Extract to read:
History
From the archives: seven female pioneers at Barclays
21 April 2021
From Britain’s first ever female bank manager to the first woman board director, we dive into the Barclays archives to explore the rich history of female pioneers at the bank during the 20th century.
1. Hilda Harding, Britain’s first female bank manager
Hilda Harding’s career at Barclays began in London in 1934, when she joined the bank as a shorthand typist. She rose through the Barclays ranks, working as a ledger clerk and secretary before serving a decade in the bank’s head office as a general manager’s secretary.
In 1958, Harding made history as the UK’s first female branch manager and earned instant world-wide publicity. She insisted that the branch’s next two senior staff also be women, so that in her absence there would still be a woman in charge. The London branch built up a successful business quickly, spurred by Harding’s celebrity status. Many newspapers referred to her primarily as a “honey blonde”, and it was left to R G Thornton, Barclays’ general manager, to remind journalists that “we approached this appointment purely on the basis of merit”.
In a letter to the Daily Mail, published 20 May 1958, reader R E Hembling wrote: “Sir, – A woman’s place is in the home. We don’t want lady bank managers, Prime Ministers or big lady executives in business. God made women for the home to be man’s ‘help-mate and comfort adviser’.”
To which Jan E Dodge, a reader of the Daily Mail, responded in a letter published three days later: “Sir, – Not all women want only to be ‘helpmate and comfort adviser’. We have a mind which sometimes wants to work… Why shouldn’t we be bank managers, Prime Ministers or big lady executives in business if we have the ability?”
2. Peggy Nye, first female editor of Barclays’ magazine
Peggy Nye joined Barclays’ Intelligence Department in 1954, after which she moved on to the bank’s Advertising Department. A course at the London School of Printing earned her second place in the class – and an appointment as Assistant Editor of Barclays’ staff magazine, Spread Eagle, in 1961.

Problems and tasks:
[1] According to the article on female pioneers at Barclays, in what year did Hilda Harding become the UK's first female branch manager?
[2] Rewrite the passage of the Barclays pioneers article that begins at the words "1. Hilda Harding, Britain’s" and stops after "general manager’s secretary.", swapping "shorthand typist" for "junior clerk".
The items after this point are separate material, unrelated to the article on female pioneers at Barclays.

Entries:
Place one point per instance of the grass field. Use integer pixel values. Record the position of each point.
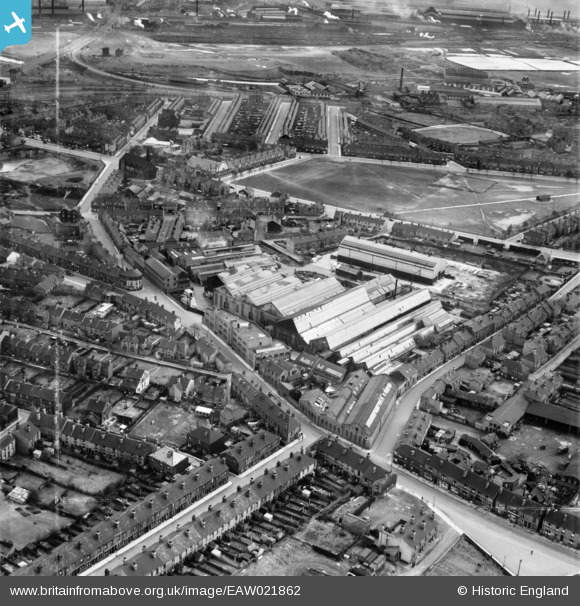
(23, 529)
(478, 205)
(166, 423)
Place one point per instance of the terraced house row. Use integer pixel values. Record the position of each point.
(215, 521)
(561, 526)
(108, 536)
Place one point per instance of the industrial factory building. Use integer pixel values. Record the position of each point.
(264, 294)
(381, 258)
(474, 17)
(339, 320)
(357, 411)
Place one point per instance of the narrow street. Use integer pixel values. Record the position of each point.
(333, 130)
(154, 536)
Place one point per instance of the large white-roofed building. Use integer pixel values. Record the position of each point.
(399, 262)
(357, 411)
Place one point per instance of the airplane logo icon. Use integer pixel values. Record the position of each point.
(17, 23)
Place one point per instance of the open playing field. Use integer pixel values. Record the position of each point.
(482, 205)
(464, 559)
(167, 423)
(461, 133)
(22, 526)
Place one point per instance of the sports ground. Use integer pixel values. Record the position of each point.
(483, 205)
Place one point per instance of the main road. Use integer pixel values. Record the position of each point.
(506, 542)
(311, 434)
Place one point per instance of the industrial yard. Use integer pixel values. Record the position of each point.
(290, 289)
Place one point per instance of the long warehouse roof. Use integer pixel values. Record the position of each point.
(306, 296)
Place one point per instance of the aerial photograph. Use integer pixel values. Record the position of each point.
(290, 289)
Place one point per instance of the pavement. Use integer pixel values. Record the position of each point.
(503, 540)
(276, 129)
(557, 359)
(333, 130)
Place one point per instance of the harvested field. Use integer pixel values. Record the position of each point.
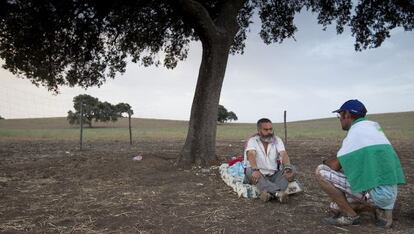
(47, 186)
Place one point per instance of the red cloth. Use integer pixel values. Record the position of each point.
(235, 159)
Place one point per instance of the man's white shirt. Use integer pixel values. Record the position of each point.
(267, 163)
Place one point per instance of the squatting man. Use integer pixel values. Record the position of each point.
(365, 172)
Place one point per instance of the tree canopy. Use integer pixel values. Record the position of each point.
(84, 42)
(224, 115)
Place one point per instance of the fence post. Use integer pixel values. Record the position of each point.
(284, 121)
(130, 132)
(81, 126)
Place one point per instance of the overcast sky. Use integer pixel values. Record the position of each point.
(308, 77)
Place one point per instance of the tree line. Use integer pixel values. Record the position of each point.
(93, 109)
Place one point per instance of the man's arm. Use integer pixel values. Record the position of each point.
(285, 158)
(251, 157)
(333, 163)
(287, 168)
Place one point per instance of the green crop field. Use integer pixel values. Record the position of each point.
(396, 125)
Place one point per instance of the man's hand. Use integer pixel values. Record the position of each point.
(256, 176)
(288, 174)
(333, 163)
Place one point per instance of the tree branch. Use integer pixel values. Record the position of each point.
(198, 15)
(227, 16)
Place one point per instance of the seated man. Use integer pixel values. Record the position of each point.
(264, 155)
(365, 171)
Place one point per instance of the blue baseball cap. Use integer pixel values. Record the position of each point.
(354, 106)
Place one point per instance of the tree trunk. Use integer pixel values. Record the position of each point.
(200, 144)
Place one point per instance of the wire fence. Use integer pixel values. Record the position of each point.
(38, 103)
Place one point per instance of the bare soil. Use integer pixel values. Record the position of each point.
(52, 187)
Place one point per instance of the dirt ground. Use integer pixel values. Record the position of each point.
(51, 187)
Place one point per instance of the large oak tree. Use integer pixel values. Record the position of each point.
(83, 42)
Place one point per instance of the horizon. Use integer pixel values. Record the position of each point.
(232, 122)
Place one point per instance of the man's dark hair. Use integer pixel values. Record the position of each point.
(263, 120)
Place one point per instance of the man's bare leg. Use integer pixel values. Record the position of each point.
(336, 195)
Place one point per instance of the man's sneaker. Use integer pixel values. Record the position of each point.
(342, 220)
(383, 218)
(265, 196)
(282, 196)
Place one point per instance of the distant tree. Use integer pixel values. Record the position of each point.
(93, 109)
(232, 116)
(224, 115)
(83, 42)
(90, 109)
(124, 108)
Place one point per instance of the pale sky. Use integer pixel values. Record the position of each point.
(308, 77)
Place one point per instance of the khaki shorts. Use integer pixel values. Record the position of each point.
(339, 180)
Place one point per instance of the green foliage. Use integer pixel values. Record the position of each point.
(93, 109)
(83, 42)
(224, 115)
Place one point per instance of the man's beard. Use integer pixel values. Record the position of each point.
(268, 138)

Answers below:
[1] 1958

[2]
1. Hilda Harding, Britain’s first female bank manager
Hilda Harding’s career at Barclays began in London in 1934, when she joined the bank as a junior clerk. She rose through the Barclays ranks, working as a ledger clerk and secretary before serving a decade in the bank’s head office as a general manager’s secretary.